**Given entries:**
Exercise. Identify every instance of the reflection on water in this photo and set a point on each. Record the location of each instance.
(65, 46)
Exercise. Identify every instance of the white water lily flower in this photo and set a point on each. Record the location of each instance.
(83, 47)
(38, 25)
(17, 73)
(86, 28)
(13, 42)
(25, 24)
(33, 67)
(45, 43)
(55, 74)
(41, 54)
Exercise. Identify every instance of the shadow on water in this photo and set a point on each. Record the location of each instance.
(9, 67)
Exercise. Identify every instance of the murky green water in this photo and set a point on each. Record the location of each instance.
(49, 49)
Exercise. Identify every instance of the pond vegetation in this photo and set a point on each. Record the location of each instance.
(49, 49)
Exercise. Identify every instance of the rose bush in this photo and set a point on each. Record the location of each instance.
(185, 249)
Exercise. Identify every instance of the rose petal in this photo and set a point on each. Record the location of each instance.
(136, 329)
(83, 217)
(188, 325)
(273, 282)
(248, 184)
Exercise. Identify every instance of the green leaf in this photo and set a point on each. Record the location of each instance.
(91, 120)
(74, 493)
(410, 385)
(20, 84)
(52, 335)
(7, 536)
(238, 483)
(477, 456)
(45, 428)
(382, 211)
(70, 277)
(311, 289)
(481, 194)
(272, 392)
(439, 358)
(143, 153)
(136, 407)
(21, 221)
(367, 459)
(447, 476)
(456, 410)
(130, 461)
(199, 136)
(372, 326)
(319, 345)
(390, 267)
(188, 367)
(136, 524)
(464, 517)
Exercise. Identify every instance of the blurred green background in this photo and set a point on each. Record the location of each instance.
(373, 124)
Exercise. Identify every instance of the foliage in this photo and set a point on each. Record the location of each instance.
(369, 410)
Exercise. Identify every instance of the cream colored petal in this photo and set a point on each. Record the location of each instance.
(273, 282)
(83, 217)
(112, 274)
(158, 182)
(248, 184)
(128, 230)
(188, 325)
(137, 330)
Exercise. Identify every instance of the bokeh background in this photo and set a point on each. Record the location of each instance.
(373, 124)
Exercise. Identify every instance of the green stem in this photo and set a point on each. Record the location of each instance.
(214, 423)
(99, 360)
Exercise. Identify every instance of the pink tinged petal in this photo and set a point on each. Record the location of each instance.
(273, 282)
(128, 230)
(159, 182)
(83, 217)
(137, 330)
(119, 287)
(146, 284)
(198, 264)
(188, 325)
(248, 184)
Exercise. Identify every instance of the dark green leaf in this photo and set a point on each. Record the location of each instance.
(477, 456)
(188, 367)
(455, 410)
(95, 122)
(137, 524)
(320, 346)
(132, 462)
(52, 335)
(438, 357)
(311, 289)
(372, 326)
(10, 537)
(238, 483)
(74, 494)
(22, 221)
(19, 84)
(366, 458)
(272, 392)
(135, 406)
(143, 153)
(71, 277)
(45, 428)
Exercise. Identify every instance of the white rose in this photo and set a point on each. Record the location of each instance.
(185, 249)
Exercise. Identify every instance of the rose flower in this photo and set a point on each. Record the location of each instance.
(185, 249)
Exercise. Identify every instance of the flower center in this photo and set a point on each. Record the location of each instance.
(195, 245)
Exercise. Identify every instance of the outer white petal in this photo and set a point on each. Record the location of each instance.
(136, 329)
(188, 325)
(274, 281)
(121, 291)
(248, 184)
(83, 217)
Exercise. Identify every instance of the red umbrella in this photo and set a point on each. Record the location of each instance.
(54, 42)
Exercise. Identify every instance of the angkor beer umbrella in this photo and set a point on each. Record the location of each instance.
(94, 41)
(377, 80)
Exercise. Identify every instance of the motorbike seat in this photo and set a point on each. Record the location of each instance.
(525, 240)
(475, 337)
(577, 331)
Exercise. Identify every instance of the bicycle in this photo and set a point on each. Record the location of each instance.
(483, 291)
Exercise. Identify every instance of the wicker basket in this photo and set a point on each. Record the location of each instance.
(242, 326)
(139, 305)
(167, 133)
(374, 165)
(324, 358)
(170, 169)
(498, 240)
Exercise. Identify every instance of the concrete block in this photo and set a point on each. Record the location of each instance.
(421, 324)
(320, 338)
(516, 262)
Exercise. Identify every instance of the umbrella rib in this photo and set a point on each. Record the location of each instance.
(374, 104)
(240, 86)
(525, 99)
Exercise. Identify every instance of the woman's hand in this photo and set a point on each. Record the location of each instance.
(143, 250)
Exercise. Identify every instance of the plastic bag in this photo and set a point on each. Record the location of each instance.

**Exercise requirements:**
Copy every line of the records word for word.

**Response:**
Exercise. Identify every instance of the reflection on water in this photo and set a point on each. Record the location of each instance.
(65, 46)
Exercise. Identify every instance of the white water lily flower in this photo and set a point on each. Record the location of each instance.
(83, 47)
(38, 25)
(17, 73)
(86, 28)
(13, 42)
(25, 24)
(33, 67)
(45, 43)
(55, 74)
(41, 54)
Exercise. Identify every instance of the shadow on water in this photo and set a point on each. Record the location of each instance.
(9, 67)
Exercise. Identify every instance of the murky green water in this photo and set a point on each. Record the location of each instance.
(49, 49)
Exercise. Identify every instance of the pond vegetation in this photo and set a point on each. Record the location of each instance.
(49, 49)
Exercise. Identify every instance of the rose bush in this photo and set a point on each. Record the location of each instance.
(185, 249)
Exercise. Identify every instance of the rose petal in this photo and set a point on each. Record the location of each instance.
(136, 329)
(83, 217)
(188, 325)
(273, 282)
(248, 184)
Exercise. Identify every instance of the green leaf in this photo and set a point on each. Record the location of each instance.
(91, 120)
(74, 493)
(410, 385)
(20, 84)
(52, 335)
(7, 536)
(238, 483)
(477, 456)
(45, 428)
(382, 211)
(70, 277)
(311, 289)
(481, 194)
(272, 392)
(439, 358)
(143, 153)
(136, 407)
(21, 221)
(367, 459)
(447, 476)
(456, 410)
(130, 461)
(199, 136)
(372, 326)
(319, 345)
(390, 267)
(188, 367)
(136, 524)
(464, 517)
Exercise. Identify every instance of the blurred green background in this photo and set a point on each. Record the location of each instance.
(373, 124)
Exercise. Identify every instance of the foliage in this photo and set a point on each. Record the location of each instance.
(369, 410)
Exercise. Identify every instance of the cream colored petal in this photo and set a point on each. Record the location of each instance.
(273, 282)
(83, 217)
(112, 274)
(158, 182)
(248, 184)
(128, 230)
(188, 325)
(137, 330)
Exercise. Identify every instance of the bokeh background in this photo and set a point on each. Record the location of each instance.
(373, 124)
Exercise. Identify every instance of the green stem in this photo and set a point on each. Record the location of each instance.
(214, 423)
(99, 360)
Exercise. Identify every instance of the pink tinged petal in this photo and set a point on each. Record the location of each instance.
(273, 282)
(128, 230)
(159, 182)
(83, 217)
(137, 330)
(119, 287)
(146, 284)
(198, 264)
(188, 325)
(248, 184)
Exercise. Identify every instance of the dark green leaf in this photo and set a point on each. Record the location of each instance.
(477, 456)
(188, 367)
(455, 410)
(95, 122)
(137, 524)
(320, 346)
(132, 462)
(52, 335)
(438, 357)
(311, 289)
(372, 326)
(10, 537)
(238, 483)
(74, 494)
(22, 221)
(19, 84)
(366, 458)
(272, 392)
(135, 406)
(143, 153)
(71, 277)
(45, 428)
Exercise. Identify every instance of the white rose in this photo and set a point on each. Record the location of each instance.
(185, 249)
Exercise. Identify every instance of the rose flower in this photo and set a point on each. Record the location of each instance.
(185, 249)
Exercise. Identify every instance of the flower center in this photo and set a point on each. Record the location of each instance.
(195, 245)
Exercise. Identify every instance of the outer white petal in this photo and set a point on each. Record the location of each instance.
(136, 329)
(188, 325)
(274, 281)
(121, 291)
(248, 184)
(83, 217)
Exercise. Identify every instance of the red umbrella in this photo and set a point on each. Record the location of each instance.
(54, 42)
Exercise. Identify every instance of the angkor beer umbrella in this photo and set a point on each. Record the location of each instance.
(94, 41)
(377, 80)
Exercise. Identify every instance of the motorbike seat in this photo and set a point on each. Record the location of each instance.
(525, 240)
(475, 337)
(577, 331)
Exercise. Identify every instance of the bicycle in this photo and set a point on each. Record the location of each instance.
(483, 291)
Exercise. Identify every instance of the wicker basket in this photo and set a point on each. Record the location of each instance.
(242, 326)
(139, 305)
(167, 133)
(374, 165)
(324, 358)
(170, 169)
(498, 240)
Exercise. Identify every instance of the concrete block in this photo and set a point on each. Record the location of each instance.
(421, 324)
(320, 338)
(516, 262)
Exercise. Identify every instance of the umbrella rib in this photo and set a point on each. Record the location of each instance.
(374, 104)
(240, 86)
(525, 99)
Exercise. Identify every instance of the woman's hand in this photo and set a point on each. Record the location of each instance.
(143, 250)
Exercise. Identify every instance of the plastic bag in this photo and set a point on each. Record the location of each instance.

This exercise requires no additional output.